Illustrateur de talent, venu sur le tard à la bande dessinée, Charles Burns dessine des histoires noires sur fond noir. Il démarre sa carrière dans les comics avec des pastiches d’histoires d’horreur et de polars étranges El Borbah et Big Baby (recueils d’histoires courtes) avant d’attaquer sa grande série : Black Hole. Il aura fallu 10 ans pour aboutir à ce chef d’œuvre, livré en 12 volumes de 1995 à 2005 (1998 à 2005 pour la version française, avant l’intégrale en 2006).Comme chez Clowes, on reste dans l’adolescence et ses grandes questions, la sexualité, la quête de soi et cette difficulté de trouver sa place.

Plongée dans l’univers ado des banlieues de Seatle à la fin des années 70, un monde marqué par l’arrivée de « la Crève », une MST (maladie sexuellement transmissible) qui se répand très vite et qui n’est pas sans rappeler le SIDA apparu à la même date. Mais à la différence du SIDA, « la peste ado » provoque des mutations physiques sur les personnes infectées. Excroissances, malformation et boutons puissance mille apparaissent sur les visages & les corps des personnes contaminées et toute cette jeunesse va faire l’expérience de ce nouveau fléau qui va parasiter les relations amoureuses. L’auteur mélange romance et ambiances glauques pour créer un genre de « creepy soap » passionnant. 
Sa maîtrise de l’encrage met en lumière les compositions très graphiques et symboliques de ces planches, offrant au lecteur plusieurs niveaux de lecture à chaque page. Avec un équilibre délicat entre évocations sensuelles et angoissantes, images grandioses et fragments intimes. Le dessinateur cherche le motif dans la ligne claire et passe du figuratif à l’expressionnisme, provoque et évoque dans ce jeu de noir et blanc intense.

(Entrées de données enregistrées)
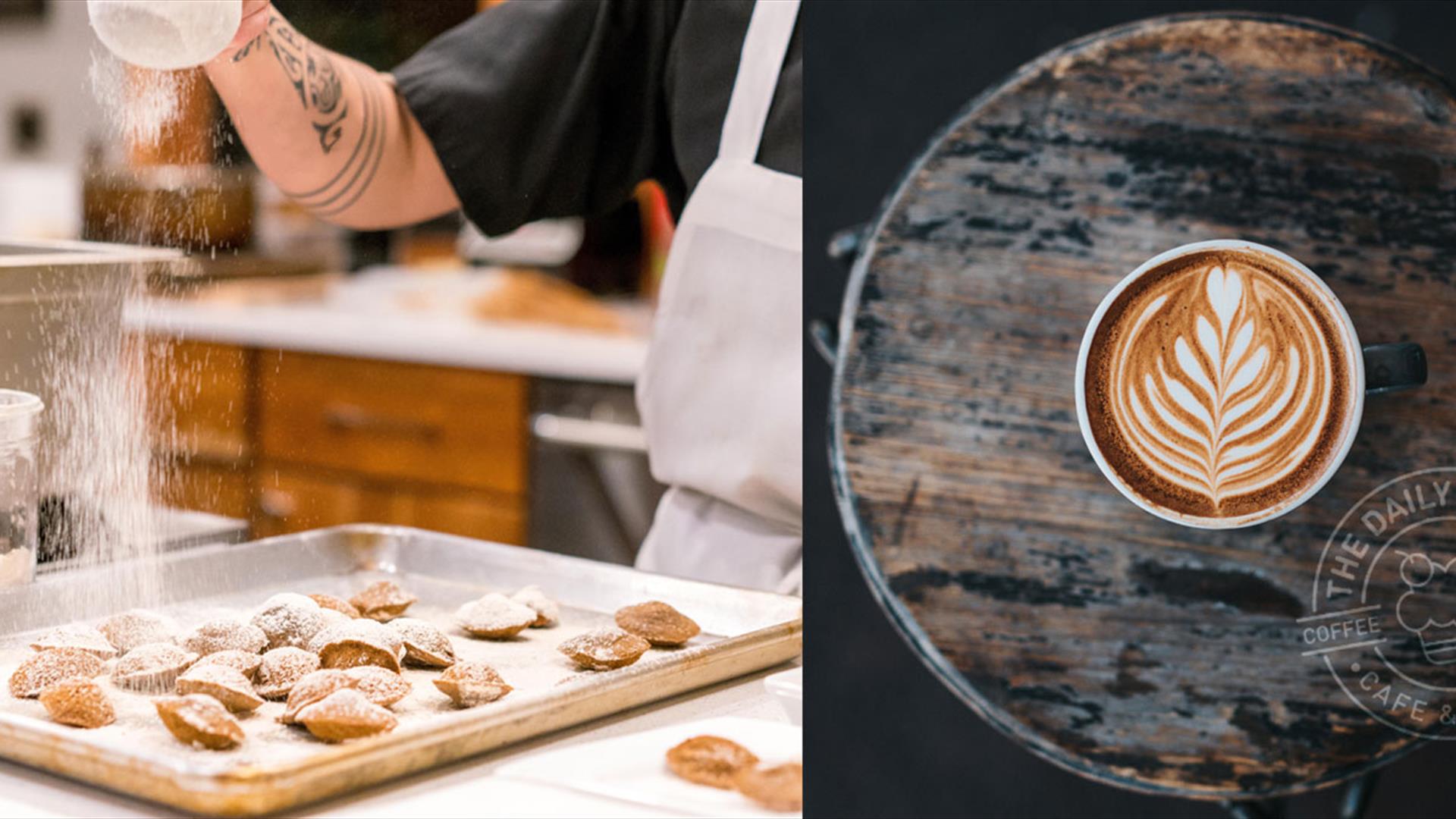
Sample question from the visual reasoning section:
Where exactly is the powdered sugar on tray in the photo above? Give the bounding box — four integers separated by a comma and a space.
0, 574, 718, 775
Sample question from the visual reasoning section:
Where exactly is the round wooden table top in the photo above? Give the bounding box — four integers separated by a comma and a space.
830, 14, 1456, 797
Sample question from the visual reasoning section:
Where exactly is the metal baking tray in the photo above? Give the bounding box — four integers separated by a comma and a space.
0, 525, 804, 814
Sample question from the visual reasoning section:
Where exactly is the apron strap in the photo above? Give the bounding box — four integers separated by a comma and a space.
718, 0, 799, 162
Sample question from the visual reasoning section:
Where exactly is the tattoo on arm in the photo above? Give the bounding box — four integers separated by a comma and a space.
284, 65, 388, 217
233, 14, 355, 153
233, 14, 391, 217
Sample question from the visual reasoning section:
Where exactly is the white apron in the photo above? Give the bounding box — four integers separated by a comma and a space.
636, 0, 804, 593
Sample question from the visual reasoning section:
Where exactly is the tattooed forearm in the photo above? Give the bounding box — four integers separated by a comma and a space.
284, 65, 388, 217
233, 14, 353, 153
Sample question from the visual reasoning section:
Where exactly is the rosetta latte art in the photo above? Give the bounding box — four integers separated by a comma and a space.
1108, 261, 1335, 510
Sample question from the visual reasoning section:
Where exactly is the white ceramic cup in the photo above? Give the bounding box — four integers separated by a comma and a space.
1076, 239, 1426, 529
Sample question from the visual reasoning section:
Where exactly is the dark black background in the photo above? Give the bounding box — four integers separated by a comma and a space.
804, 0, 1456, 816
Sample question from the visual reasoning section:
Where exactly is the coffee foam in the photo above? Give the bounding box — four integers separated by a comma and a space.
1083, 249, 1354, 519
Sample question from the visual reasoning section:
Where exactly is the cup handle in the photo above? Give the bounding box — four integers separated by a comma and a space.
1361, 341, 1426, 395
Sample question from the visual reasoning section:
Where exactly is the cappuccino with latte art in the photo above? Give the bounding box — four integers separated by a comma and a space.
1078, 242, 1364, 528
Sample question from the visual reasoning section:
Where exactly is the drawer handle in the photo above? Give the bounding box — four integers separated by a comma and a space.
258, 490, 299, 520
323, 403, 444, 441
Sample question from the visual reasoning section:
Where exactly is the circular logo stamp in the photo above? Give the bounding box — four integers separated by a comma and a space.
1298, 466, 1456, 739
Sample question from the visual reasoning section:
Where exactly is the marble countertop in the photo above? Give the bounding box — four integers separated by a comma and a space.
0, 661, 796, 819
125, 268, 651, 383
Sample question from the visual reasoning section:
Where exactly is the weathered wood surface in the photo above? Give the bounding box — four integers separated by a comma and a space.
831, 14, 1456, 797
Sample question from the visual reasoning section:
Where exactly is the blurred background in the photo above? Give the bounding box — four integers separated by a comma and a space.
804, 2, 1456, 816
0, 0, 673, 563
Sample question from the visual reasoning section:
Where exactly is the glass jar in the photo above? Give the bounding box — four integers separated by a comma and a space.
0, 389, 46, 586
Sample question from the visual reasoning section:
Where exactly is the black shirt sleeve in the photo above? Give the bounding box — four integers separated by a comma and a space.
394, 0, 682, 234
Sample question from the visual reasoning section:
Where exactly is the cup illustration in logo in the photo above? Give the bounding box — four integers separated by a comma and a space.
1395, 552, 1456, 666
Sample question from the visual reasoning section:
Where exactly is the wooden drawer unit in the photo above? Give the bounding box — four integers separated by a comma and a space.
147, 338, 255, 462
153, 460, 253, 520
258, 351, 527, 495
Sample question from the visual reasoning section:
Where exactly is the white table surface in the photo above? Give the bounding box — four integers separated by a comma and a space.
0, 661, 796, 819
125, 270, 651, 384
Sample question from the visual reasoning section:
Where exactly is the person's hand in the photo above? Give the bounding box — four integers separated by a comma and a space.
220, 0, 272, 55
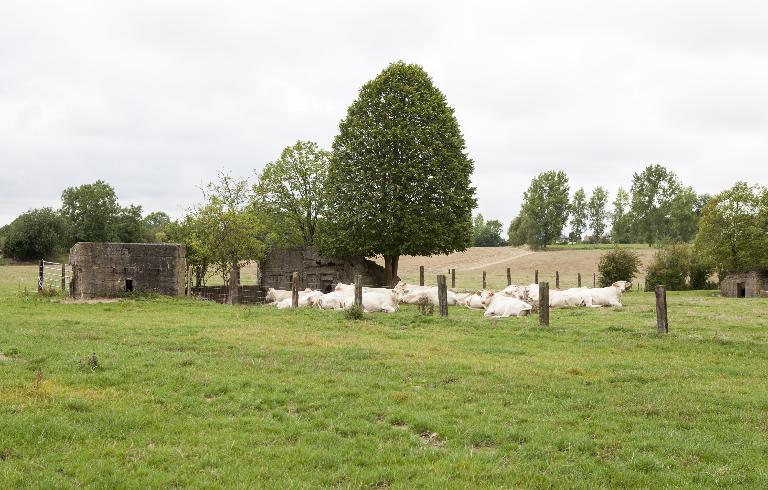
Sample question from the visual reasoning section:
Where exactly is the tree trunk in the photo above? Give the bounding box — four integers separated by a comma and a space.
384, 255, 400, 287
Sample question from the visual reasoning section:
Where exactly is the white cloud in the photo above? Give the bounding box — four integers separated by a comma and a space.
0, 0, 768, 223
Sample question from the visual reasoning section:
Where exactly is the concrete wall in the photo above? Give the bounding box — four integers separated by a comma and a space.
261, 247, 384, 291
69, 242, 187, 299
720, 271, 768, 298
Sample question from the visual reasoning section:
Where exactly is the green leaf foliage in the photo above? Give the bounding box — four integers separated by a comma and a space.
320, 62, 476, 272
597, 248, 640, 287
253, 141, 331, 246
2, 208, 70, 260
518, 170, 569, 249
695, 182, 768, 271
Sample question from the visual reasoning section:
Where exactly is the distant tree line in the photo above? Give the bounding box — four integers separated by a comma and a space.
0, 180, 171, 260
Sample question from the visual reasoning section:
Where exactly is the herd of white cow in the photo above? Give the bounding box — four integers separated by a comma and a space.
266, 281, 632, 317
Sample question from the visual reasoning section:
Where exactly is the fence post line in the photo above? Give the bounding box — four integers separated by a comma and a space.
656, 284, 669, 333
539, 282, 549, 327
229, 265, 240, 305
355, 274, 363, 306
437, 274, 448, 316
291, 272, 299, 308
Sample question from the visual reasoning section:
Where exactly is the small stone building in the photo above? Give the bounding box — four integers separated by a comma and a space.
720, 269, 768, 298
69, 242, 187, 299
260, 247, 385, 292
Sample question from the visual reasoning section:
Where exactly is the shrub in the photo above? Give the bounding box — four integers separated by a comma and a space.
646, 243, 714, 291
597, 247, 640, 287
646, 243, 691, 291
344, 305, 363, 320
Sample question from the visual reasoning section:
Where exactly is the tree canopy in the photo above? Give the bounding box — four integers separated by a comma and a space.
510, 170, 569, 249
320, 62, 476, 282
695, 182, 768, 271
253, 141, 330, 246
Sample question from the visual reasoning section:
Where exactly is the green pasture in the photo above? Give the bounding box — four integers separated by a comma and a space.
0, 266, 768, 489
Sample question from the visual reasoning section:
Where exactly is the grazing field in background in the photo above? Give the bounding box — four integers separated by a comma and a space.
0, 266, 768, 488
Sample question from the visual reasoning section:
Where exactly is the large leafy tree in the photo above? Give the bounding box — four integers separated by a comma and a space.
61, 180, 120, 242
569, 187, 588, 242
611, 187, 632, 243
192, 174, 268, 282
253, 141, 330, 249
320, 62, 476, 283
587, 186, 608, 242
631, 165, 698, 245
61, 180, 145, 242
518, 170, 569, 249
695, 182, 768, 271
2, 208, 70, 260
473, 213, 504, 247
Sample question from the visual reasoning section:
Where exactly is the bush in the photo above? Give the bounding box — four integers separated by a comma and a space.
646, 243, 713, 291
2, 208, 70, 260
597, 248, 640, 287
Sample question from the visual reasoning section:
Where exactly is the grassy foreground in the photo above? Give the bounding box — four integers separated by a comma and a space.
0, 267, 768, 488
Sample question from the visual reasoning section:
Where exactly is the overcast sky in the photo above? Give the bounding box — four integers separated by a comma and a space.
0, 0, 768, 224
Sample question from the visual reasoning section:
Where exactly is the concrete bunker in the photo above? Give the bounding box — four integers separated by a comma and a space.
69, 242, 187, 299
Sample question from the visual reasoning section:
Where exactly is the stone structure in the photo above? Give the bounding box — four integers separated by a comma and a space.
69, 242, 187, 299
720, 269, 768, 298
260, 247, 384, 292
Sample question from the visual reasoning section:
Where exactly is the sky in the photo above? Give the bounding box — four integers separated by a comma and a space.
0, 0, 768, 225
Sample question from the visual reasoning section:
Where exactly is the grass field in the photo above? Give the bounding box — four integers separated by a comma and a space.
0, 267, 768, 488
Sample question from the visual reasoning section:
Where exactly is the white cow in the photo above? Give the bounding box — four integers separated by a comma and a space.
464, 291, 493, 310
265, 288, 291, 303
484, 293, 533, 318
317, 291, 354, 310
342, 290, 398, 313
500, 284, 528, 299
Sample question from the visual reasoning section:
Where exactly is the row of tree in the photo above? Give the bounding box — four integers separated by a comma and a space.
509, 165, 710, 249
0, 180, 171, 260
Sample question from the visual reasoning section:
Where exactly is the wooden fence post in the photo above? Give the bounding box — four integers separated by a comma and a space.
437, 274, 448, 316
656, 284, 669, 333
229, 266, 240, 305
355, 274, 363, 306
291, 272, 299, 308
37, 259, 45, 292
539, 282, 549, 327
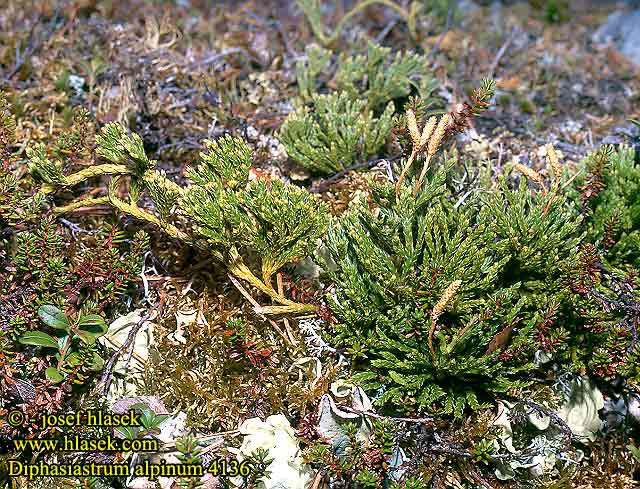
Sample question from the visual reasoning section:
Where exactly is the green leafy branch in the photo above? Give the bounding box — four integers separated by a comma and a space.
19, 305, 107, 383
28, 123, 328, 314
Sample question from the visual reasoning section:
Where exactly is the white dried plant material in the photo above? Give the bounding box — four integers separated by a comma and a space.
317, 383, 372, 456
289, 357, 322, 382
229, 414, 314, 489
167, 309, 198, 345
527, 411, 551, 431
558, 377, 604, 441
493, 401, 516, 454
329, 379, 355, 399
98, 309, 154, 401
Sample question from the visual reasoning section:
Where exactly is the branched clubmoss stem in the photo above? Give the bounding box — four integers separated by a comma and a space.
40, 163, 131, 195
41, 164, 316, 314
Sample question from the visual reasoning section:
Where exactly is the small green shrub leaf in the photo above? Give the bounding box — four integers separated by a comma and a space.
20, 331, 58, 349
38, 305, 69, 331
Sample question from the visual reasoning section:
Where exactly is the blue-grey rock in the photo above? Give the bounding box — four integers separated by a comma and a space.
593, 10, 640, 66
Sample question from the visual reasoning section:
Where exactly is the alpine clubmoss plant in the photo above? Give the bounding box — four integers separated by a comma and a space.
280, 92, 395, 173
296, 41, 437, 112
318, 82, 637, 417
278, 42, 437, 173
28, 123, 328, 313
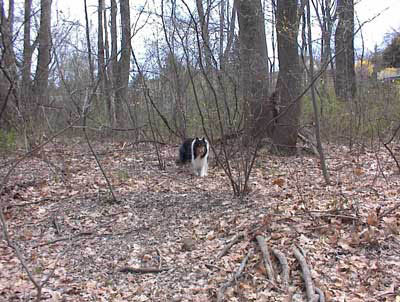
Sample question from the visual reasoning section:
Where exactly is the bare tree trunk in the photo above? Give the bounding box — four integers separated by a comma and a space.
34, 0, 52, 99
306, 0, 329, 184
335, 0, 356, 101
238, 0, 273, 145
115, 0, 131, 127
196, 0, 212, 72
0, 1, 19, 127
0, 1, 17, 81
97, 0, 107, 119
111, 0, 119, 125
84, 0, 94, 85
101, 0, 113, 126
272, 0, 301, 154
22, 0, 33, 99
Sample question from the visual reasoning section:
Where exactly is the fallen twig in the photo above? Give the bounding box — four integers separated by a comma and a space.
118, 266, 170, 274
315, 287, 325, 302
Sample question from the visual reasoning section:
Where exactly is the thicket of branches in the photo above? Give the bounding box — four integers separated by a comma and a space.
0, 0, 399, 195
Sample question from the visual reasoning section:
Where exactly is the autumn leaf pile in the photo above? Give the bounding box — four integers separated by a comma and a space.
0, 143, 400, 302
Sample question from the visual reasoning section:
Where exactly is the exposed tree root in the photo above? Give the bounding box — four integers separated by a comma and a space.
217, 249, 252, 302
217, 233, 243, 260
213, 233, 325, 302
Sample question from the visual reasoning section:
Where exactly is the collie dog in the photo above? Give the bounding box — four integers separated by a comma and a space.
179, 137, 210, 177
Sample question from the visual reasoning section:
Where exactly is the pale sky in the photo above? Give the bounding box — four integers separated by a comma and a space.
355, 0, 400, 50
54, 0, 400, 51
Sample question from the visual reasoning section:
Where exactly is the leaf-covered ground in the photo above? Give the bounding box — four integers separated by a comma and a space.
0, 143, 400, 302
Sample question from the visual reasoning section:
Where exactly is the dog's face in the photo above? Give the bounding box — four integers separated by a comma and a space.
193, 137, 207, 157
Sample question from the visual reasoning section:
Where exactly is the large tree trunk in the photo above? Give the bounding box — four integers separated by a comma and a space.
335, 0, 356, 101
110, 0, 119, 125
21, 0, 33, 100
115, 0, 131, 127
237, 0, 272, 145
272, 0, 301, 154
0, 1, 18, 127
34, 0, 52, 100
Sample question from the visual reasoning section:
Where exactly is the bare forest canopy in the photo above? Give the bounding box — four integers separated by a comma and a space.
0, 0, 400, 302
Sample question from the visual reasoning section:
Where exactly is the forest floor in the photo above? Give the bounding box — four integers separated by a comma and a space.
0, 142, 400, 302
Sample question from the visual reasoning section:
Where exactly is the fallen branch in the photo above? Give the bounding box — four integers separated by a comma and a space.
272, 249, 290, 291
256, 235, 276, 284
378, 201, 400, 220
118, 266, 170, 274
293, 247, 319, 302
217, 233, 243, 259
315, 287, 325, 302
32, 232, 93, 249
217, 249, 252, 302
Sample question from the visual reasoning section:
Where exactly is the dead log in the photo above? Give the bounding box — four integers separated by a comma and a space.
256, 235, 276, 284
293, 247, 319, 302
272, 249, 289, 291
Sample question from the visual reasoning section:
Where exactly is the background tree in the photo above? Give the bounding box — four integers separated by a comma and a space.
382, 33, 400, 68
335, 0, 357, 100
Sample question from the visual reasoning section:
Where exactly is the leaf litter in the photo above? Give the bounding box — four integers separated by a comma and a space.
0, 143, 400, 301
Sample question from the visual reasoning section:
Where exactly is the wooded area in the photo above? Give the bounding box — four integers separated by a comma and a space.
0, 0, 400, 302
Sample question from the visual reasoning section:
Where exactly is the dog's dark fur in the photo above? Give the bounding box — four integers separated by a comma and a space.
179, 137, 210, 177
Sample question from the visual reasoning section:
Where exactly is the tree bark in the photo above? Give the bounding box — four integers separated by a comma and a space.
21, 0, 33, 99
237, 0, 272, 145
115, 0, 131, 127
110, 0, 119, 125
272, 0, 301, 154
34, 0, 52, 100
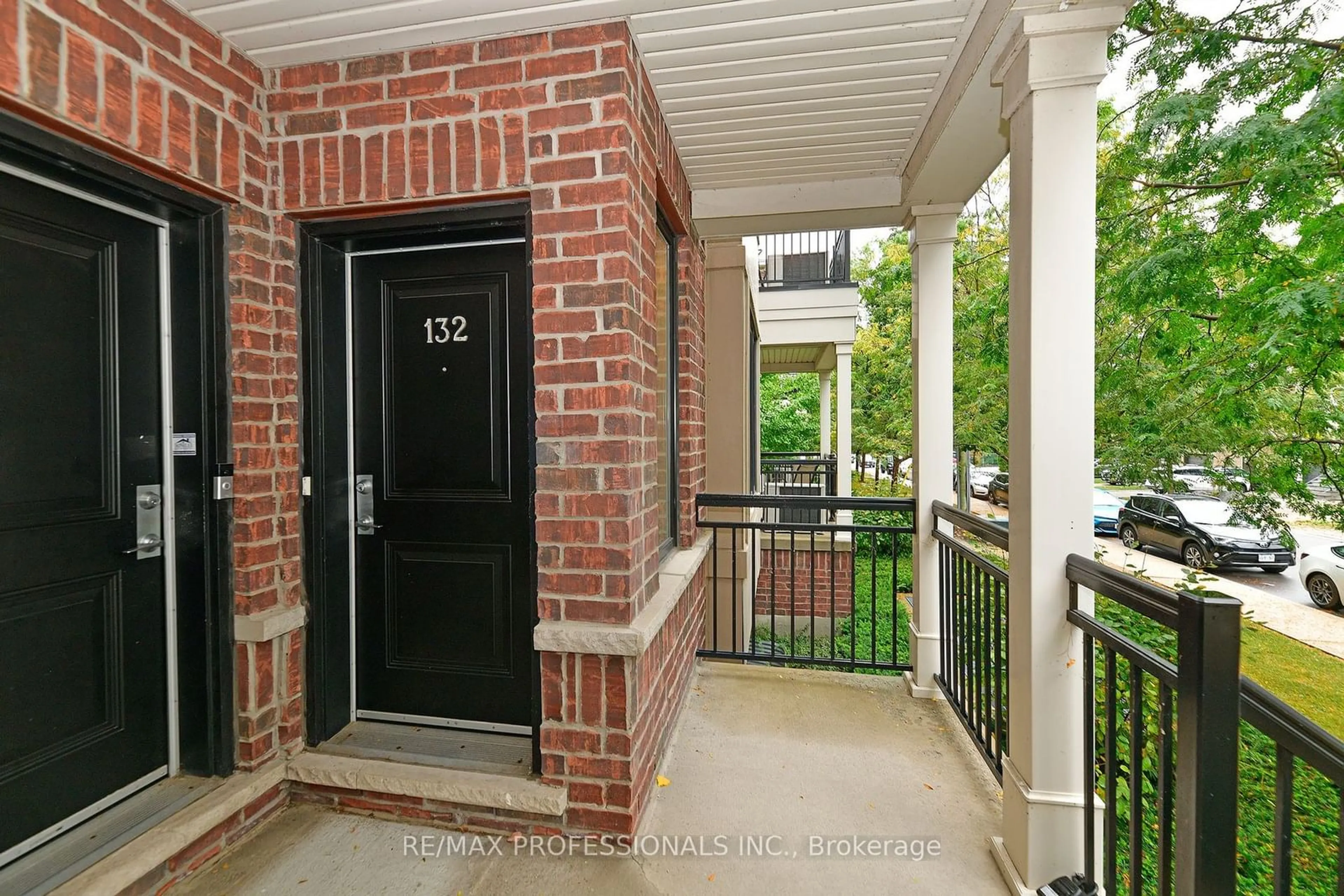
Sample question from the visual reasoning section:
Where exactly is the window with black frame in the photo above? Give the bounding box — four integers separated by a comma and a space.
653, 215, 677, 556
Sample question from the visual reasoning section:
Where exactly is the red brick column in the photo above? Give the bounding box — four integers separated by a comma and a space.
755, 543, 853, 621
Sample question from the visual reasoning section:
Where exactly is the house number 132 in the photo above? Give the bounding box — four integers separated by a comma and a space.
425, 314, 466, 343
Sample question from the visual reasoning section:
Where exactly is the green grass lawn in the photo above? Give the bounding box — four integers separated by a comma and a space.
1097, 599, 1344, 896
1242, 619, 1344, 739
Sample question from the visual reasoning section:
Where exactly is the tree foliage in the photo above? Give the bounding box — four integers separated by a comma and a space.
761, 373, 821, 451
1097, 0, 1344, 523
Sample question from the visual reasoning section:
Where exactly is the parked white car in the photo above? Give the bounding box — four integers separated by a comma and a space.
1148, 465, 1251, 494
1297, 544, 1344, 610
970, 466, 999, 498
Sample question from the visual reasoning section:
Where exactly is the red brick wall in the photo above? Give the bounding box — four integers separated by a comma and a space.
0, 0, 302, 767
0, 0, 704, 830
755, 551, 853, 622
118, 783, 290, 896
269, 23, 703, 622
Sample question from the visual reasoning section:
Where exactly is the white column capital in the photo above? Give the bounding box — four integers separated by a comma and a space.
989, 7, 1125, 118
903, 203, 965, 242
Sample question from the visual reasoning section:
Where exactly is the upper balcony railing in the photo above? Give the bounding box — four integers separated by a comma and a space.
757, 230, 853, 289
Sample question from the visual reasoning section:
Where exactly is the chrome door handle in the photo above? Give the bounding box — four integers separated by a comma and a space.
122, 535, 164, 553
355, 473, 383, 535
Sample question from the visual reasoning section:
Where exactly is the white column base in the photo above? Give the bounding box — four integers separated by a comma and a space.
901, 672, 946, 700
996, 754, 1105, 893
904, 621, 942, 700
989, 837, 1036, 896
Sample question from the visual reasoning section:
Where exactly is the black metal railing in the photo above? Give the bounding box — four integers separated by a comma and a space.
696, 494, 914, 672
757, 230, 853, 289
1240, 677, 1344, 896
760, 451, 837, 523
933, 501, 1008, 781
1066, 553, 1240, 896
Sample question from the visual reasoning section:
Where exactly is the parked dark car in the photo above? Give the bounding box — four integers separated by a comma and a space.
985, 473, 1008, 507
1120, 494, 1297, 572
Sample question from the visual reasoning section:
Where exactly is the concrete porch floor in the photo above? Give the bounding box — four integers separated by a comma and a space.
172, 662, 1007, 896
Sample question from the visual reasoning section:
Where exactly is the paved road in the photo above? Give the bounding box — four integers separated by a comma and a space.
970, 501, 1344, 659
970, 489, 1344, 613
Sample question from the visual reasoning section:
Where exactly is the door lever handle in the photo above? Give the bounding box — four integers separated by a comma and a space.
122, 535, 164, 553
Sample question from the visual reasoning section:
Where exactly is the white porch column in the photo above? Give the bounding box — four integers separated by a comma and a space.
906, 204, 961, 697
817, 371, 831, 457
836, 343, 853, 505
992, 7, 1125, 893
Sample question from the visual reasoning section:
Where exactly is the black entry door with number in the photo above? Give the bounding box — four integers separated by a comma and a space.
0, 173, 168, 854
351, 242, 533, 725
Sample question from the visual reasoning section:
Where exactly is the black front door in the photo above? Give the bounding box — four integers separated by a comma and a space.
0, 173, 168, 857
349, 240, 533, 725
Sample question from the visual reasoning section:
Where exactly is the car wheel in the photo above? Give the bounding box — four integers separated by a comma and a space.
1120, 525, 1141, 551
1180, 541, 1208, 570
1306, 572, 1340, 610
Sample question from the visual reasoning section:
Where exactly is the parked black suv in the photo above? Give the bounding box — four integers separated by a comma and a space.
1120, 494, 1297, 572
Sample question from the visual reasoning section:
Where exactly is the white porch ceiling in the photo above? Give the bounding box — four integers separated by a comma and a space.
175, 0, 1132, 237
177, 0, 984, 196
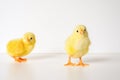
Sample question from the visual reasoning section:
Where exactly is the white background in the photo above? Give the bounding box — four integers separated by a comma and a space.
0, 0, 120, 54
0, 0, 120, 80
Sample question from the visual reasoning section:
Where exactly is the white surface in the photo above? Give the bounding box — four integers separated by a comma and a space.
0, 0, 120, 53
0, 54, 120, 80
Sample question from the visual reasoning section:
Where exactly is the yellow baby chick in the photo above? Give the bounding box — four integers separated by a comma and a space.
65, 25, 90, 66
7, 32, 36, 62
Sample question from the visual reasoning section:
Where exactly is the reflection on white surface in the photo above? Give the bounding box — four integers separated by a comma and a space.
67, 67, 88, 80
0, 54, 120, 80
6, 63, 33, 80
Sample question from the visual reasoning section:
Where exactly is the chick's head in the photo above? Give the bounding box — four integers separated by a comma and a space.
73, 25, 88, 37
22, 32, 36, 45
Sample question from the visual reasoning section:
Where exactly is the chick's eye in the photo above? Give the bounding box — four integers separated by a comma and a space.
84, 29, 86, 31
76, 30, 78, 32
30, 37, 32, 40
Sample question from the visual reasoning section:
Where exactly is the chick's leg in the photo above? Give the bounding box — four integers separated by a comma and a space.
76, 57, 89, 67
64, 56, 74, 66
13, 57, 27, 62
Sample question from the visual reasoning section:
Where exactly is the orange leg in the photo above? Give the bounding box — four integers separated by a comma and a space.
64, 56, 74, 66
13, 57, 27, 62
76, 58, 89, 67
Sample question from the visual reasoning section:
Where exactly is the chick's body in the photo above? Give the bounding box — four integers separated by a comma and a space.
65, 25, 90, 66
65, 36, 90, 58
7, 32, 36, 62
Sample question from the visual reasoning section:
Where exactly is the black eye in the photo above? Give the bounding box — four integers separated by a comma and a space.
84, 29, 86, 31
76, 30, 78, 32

EXERCICES PROPOSÉS:
**1.** Combien d'années a-t-il fallu pour aboutir à Black Hole selon le texte sur Charles Burns ?
**2.** D'après le texte sur Charles Burns, expliquez pourquoi « la Crève » n'est pas sans rappeler le SIDA.
**3.** Prolongez le texte sur Charles Burns et Black Hole au-delà de sa dernière phrase.

CORRIGÉ:
**1.** Il a fallu 10 ans.

**2.** « La Crève » est une maladie sexuellement transmissible qui se répand très vite à la fin des années 70. Elle évoque ainsi le SIDA, apparu à la même date.

**3.**
Toute la grâce de ce livre est ses moments de beauté et de poésie au milieu de cette atmosphère angoissante. Son grand talent de parler aussi bien du genre humain dans son ensemble, des privilégiés aux marginaux, de ces portraits d’ados tous différents malgré leurs similitudes, sans jamais verser dans le cliché ou le pathos. Sans régler la question, cet album incarne ce moment clef de la fin de l’enfance & la fuite vers ce futur incertain que l’on doit bâtir dans les brumes de la révolte et de l’incrédulité.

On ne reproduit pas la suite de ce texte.